Segment Start: Exercise data

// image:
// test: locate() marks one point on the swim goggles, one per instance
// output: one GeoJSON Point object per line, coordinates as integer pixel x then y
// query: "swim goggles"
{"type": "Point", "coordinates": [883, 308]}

Segment End: Exercise data

• What the exercise asks
Copy each line of the data exactly, please.

• Solution for this task
// image:
// test: locate() marks one point on the swim goggles, one per instance
// output: one GeoJSON Point object per line, coordinates as integer pixel x then y
// query: "swim goggles"
{"type": "Point", "coordinates": [883, 308]}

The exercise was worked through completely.